| TASK DESCRIPTION |
Find every line in the records that contains the word "embankment" and copy each such line in full. Matching is case-sensitive.

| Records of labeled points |

--- Begin ---

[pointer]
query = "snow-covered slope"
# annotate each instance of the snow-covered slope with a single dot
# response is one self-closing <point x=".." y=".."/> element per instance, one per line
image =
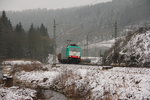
<point x="139" y="46"/>
<point x="80" y="80"/>
<point x="133" y="49"/>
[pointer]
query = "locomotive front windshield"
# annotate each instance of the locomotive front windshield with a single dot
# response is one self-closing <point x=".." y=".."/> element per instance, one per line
<point x="75" y="49"/>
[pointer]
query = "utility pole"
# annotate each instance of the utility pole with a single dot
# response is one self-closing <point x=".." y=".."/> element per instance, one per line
<point x="54" y="47"/>
<point x="87" y="38"/>
<point x="115" y="47"/>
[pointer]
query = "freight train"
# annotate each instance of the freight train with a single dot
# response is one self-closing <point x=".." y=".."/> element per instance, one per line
<point x="70" y="54"/>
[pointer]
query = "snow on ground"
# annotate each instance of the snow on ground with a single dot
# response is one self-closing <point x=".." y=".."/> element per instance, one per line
<point x="20" y="62"/>
<point x="37" y="78"/>
<point x="16" y="93"/>
<point x="138" y="46"/>
<point x="108" y="44"/>
<point x="116" y="83"/>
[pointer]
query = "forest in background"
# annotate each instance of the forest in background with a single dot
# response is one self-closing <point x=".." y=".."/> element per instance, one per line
<point x="16" y="43"/>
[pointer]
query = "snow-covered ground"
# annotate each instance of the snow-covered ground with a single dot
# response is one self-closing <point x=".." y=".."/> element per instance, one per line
<point x="138" y="46"/>
<point x="20" y="62"/>
<point x="116" y="83"/>
<point x="16" y="93"/>
<point x="107" y="44"/>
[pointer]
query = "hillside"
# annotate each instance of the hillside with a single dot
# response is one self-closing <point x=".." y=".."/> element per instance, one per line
<point x="134" y="49"/>
<point x="96" y="20"/>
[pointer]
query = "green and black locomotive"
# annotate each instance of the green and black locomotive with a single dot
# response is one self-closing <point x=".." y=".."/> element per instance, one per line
<point x="70" y="54"/>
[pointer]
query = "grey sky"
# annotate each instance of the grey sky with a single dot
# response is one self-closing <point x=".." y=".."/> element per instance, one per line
<point x="50" y="4"/>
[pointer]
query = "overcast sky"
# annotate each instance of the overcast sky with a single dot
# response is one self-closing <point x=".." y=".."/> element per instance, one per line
<point x="50" y="4"/>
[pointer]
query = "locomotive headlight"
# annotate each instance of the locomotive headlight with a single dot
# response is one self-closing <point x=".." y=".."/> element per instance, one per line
<point x="73" y="53"/>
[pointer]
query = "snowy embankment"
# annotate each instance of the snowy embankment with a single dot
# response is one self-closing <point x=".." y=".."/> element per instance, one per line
<point x="16" y="93"/>
<point x="35" y="79"/>
<point x="91" y="82"/>
<point x="139" y="48"/>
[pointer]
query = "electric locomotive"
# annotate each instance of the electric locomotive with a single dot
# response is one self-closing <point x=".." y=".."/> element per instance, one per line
<point x="70" y="54"/>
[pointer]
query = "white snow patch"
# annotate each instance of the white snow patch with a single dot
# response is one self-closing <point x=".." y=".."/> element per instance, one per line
<point x="16" y="93"/>
<point x="20" y="62"/>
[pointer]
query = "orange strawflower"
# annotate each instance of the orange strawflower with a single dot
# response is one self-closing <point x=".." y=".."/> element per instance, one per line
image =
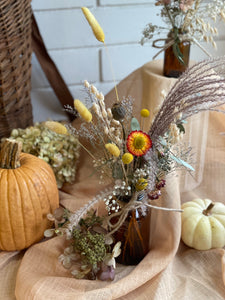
<point x="138" y="143"/>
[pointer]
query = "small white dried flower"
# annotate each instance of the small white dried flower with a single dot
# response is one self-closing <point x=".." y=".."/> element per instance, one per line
<point x="214" y="45"/>
<point x="106" y="130"/>
<point x="100" y="96"/>
<point x="94" y="90"/>
<point x="95" y="108"/>
<point x="163" y="94"/>
<point x="109" y="112"/>
<point x="86" y="84"/>
<point x="216" y="31"/>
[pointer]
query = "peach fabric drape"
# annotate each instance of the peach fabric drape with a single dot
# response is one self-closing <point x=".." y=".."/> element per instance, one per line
<point x="170" y="270"/>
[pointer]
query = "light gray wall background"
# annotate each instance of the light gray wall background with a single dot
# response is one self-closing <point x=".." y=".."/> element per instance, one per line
<point x="79" y="56"/>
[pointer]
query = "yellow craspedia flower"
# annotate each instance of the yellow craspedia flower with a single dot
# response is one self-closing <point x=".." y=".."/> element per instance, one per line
<point x="82" y="110"/>
<point x="141" y="184"/>
<point x="113" y="149"/>
<point x="56" y="127"/>
<point x="145" y="113"/>
<point x="127" y="158"/>
<point x="96" y="28"/>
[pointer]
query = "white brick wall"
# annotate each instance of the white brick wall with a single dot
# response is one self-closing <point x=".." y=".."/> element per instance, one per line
<point x="78" y="55"/>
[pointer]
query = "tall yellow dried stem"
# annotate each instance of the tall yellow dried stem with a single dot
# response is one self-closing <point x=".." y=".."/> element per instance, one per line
<point x="100" y="36"/>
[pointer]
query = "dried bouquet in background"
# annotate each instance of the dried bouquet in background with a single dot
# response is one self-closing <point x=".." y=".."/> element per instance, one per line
<point x="186" y="20"/>
<point x="134" y="161"/>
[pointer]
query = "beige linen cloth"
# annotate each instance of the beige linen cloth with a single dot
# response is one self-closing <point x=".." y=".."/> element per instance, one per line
<point x="170" y="270"/>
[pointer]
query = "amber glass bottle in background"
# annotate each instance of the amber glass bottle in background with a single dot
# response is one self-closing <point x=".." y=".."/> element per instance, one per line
<point x="172" y="67"/>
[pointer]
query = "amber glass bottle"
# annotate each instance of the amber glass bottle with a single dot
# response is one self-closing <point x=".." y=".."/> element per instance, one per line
<point x="172" y="66"/>
<point x="134" y="235"/>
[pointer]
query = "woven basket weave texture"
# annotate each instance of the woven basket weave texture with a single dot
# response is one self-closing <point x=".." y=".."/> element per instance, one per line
<point x="15" y="65"/>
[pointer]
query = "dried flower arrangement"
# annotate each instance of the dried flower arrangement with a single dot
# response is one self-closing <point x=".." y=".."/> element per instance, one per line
<point x="50" y="142"/>
<point x="187" y="20"/>
<point x="136" y="161"/>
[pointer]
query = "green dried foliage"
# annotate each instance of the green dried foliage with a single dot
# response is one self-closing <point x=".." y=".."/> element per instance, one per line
<point x="60" y="151"/>
<point x="89" y="243"/>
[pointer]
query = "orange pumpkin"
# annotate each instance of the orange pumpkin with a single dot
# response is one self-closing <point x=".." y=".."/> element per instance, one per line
<point x="28" y="192"/>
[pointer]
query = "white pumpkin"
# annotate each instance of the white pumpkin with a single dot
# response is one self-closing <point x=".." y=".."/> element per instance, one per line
<point x="203" y="224"/>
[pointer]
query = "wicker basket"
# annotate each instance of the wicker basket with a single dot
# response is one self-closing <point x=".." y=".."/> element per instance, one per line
<point x="15" y="65"/>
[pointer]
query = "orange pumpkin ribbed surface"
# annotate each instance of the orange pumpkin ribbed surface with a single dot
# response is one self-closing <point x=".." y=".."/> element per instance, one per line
<point x="28" y="192"/>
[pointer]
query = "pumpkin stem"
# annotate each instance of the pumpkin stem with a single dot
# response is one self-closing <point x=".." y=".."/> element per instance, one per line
<point x="207" y="211"/>
<point x="10" y="154"/>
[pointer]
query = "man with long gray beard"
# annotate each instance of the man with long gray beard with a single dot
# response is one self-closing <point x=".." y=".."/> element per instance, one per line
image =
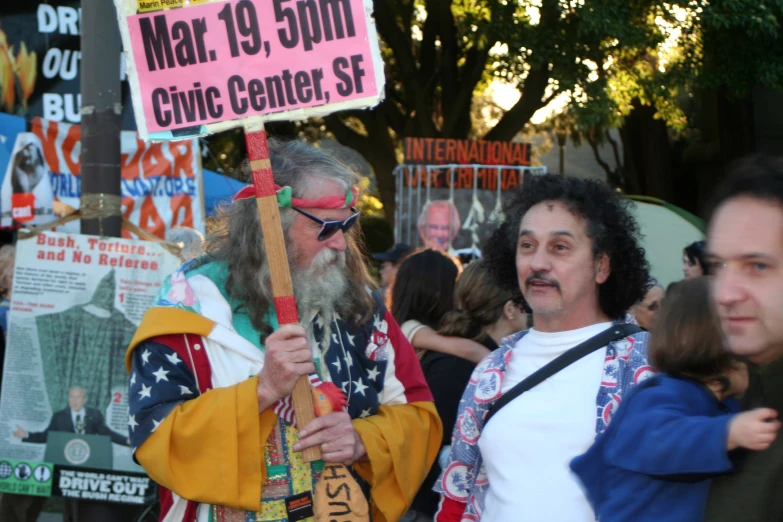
<point x="212" y="371"/>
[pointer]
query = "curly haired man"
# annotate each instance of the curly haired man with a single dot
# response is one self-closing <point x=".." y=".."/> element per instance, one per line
<point x="571" y="248"/>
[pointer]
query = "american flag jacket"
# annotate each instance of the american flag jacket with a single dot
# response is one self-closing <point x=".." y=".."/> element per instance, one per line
<point x="194" y="420"/>
<point x="463" y="483"/>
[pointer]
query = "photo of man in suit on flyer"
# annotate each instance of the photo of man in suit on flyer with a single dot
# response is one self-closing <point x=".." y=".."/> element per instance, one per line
<point x="76" y="418"/>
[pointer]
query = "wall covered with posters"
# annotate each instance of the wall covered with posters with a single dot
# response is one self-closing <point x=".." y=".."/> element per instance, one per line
<point x="161" y="182"/>
<point x="40" y="59"/>
<point x="75" y="305"/>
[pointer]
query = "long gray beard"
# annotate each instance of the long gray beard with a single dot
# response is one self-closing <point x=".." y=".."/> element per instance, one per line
<point x="318" y="291"/>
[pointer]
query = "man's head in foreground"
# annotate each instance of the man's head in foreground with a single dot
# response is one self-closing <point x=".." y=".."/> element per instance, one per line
<point x="745" y="254"/>
<point x="571" y="246"/>
<point x="322" y="239"/>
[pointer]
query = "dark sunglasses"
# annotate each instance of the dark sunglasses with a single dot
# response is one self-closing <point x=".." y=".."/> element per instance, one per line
<point x="330" y="228"/>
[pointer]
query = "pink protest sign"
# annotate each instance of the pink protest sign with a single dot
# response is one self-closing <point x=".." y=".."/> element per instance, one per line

--- End ---

| RESULT |
query = "snowy embankment"
# annotate each instance of the snowy embankment with a single dot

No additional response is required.